Problem to solve: Starting at the line that contains "the form [285,82].", copy each line through the final one exactly as written.

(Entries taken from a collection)

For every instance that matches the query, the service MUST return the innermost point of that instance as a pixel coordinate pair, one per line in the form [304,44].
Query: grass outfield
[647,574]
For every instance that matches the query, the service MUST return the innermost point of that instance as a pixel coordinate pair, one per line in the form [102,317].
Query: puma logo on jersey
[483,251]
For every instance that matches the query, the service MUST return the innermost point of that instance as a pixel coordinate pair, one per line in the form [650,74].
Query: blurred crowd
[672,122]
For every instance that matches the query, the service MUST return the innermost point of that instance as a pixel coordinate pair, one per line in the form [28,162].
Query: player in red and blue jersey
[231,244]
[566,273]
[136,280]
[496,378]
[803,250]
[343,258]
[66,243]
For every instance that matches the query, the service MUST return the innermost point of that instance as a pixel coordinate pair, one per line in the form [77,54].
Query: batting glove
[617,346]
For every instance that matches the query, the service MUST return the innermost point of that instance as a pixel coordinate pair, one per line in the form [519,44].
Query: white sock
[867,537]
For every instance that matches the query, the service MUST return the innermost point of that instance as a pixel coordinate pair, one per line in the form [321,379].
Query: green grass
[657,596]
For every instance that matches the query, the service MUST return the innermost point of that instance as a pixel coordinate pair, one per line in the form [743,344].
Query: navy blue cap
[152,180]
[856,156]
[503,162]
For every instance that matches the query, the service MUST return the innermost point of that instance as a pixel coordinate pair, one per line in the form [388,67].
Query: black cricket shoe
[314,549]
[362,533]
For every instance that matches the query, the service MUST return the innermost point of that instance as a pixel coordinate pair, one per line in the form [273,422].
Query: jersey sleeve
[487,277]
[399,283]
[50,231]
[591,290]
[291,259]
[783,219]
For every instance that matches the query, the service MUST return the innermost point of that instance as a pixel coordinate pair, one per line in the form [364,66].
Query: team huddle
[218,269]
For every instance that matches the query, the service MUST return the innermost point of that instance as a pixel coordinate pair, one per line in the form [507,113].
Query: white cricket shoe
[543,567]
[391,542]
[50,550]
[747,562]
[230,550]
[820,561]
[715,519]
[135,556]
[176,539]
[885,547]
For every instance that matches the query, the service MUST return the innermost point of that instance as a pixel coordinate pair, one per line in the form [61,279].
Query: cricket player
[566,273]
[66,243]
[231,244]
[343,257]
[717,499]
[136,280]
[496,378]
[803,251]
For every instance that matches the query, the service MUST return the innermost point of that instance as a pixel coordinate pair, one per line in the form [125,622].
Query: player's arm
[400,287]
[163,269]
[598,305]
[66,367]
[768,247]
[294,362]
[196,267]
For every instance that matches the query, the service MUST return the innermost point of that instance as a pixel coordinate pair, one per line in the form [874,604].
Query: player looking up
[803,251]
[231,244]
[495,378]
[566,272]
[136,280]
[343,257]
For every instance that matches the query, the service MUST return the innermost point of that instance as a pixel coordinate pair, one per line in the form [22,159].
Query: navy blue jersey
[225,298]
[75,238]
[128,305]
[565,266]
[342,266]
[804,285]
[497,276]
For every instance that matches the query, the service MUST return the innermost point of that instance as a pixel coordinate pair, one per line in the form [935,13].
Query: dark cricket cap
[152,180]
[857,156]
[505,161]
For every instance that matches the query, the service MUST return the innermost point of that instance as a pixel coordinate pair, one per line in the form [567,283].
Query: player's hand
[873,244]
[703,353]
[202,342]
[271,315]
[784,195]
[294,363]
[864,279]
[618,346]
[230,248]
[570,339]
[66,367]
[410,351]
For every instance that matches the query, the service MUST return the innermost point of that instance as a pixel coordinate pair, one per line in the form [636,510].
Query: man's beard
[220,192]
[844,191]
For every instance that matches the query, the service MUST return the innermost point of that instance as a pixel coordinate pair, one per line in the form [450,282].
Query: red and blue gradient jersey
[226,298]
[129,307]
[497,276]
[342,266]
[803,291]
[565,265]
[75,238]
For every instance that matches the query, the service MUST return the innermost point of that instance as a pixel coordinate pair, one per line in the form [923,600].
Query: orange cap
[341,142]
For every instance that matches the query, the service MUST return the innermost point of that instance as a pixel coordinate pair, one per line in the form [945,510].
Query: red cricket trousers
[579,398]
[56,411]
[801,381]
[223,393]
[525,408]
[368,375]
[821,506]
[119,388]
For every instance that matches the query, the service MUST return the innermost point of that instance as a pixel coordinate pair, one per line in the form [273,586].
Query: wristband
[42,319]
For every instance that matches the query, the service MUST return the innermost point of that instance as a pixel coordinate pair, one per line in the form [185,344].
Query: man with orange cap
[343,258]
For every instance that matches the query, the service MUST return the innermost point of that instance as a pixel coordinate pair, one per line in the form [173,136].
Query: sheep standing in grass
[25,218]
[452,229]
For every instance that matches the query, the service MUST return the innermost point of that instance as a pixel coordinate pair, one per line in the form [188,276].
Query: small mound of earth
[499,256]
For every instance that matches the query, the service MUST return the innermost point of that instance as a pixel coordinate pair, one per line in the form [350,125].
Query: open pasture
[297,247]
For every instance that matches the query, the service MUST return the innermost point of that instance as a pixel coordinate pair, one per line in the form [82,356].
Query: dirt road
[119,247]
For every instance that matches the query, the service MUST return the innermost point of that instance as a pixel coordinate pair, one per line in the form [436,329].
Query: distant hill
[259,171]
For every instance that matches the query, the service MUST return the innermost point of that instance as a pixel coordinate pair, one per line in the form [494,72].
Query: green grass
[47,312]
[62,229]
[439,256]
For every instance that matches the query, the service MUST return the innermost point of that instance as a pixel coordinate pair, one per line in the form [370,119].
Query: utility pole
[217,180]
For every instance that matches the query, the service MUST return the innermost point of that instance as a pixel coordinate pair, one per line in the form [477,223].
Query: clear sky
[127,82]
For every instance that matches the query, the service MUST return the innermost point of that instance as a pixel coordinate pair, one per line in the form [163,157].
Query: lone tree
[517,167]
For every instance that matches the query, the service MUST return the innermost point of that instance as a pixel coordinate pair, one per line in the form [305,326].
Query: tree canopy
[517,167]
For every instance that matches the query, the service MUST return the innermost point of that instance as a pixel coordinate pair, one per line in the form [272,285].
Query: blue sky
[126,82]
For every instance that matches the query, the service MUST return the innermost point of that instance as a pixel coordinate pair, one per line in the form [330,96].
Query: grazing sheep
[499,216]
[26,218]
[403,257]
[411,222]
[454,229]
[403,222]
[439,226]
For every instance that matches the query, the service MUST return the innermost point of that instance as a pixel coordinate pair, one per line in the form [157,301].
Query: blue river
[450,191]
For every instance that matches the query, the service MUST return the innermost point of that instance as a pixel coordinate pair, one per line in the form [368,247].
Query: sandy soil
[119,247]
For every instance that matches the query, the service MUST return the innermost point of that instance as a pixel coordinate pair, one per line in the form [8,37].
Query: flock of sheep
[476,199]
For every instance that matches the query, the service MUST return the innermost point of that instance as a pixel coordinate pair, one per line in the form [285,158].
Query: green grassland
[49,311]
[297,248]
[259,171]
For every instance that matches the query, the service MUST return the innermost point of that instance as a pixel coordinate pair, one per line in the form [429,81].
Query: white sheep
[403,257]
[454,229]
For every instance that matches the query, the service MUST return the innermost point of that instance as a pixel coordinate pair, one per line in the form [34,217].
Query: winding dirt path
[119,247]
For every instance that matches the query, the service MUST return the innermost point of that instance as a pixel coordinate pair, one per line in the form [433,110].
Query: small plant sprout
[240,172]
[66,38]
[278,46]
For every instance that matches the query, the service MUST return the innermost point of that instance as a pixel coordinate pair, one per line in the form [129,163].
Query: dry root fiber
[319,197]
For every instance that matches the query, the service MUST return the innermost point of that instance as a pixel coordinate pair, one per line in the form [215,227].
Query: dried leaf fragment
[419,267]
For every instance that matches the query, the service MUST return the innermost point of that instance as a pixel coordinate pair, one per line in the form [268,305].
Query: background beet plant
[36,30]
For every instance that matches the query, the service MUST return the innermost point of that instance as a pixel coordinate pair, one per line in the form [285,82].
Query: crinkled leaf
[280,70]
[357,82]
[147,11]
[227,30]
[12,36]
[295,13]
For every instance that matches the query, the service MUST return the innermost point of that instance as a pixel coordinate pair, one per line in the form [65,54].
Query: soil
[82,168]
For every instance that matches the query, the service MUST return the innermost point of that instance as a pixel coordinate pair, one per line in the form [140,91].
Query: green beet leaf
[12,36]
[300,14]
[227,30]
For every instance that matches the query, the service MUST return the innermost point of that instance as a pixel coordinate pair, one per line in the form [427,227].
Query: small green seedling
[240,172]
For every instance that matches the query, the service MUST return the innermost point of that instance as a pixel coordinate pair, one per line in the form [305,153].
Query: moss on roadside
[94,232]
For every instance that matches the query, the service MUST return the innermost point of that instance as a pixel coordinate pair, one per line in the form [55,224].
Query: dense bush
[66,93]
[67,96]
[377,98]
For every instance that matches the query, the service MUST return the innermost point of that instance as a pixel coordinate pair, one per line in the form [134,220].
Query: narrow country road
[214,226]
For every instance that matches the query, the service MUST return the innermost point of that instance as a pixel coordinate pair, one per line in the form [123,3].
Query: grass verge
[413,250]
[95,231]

Task answer:
For every instance that matches the query, the service MUST return the innermost point of that instance as a pixel coordinate pair, one per line in the form [285,82].
Query: crinkled leaf
[280,70]
[357,82]
[147,11]
[227,30]
[12,36]
[295,13]
For every instance that matches the query, the service MUST return the innermost point of that instance as a pixel coordinate pair, one per line in the form [65,54].
Query: soil
[82,168]
For every instance that matches the query, the service MUST return the innermost point of that instance as a pixel coordinate pair, one per line in the form [140,91].
Query: green beet leaf
[12,36]
[300,14]
[227,30]
For every instance that matches the query, the service MUST return the innermost point of that instance as a pixel coordinate pair, one per line in the form [427,227].
Query: small green seedling
[240,172]
For every instance that matches the query, the service MUST return the innermost point of that instance as a pixel coordinate pair, one per line in the form [305,153].
Query: moss on roadside
[94,232]
For every instance that matches the query, the service MUST return the innermost point of that instance as a pixel coordinate pair, one per line in the form [55,224].
Query: dense bush
[66,93]
[67,96]
[377,98]
For every instance that matches the query, the service MUST return the innermost point of that instance as a pixel coordinate pair, one per line in the form [134,220].
Query: narrow country road
[214,226]
For every instance that matches the query, the service MUST return the innermost point of that instance as a pixel coordinate pair, one per line in the form [123,3].
Query: grass verge
[413,250]
[95,231]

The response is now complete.